### Instructions for the task
Reproduce exactly the lines that run from the start of the records below to the line with "find the flag stars", inclusive.

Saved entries

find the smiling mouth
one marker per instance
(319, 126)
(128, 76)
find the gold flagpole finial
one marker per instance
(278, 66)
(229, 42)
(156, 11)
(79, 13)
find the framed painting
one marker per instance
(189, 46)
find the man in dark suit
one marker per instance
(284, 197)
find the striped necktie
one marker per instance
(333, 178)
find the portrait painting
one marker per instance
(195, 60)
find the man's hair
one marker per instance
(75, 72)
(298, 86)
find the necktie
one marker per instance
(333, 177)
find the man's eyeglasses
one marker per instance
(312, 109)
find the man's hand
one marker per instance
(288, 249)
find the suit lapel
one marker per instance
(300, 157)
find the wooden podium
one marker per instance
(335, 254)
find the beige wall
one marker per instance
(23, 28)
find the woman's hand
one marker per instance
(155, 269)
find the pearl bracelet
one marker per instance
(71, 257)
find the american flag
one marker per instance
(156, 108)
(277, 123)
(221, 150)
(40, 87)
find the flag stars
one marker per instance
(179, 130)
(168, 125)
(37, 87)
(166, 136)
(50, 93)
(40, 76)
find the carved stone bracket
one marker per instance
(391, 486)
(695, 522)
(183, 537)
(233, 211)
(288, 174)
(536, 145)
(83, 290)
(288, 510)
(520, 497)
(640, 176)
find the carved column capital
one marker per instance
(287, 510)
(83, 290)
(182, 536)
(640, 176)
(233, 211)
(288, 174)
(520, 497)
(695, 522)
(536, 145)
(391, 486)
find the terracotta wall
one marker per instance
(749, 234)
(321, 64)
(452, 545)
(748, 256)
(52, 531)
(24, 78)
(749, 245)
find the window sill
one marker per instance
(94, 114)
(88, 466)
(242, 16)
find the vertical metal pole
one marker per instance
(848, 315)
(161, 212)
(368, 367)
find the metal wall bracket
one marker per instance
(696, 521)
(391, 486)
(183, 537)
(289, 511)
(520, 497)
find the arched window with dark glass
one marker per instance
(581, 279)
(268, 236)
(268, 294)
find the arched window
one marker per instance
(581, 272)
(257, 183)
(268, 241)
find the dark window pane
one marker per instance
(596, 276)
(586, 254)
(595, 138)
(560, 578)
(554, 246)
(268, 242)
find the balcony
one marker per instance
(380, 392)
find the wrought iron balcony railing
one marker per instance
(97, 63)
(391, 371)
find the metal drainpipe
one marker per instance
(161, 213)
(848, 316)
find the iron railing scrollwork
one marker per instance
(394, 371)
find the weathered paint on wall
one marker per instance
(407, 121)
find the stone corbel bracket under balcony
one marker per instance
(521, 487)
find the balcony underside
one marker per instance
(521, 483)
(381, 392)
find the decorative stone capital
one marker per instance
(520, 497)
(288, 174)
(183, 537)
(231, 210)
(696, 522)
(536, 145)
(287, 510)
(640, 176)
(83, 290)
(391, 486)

### Your solution
find the smiling mouth
one marker per instance
(319, 126)
(128, 76)
find the gold flagpole finial
one marker per instance
(278, 66)
(229, 42)
(156, 11)
(79, 13)
find the framed painting
one marker per instance
(189, 46)
find the man in dark suit
one marker per instance
(284, 197)
find the striped necktie
one marker per instance
(333, 178)
find the portrait painting
one marker per instance
(195, 60)
find the man's hair
one marker per instance
(75, 72)
(298, 86)
find the necktie
one marker per instance
(333, 177)
find the man's eyeglasses
one marker per instance
(312, 109)
find the man's hand
one marker per instance
(288, 249)
find the suit lapel
one marker per instance
(300, 157)
find the wooden podium
one marker per instance
(335, 254)
find the beige wall
one marker per instance
(23, 28)
find the woman's hand
one marker per instance
(155, 269)
find the pearl bracelet
one marker per instance
(71, 257)
find the american flag
one marker per instance
(156, 108)
(277, 123)
(221, 150)
(40, 87)
find the flag stars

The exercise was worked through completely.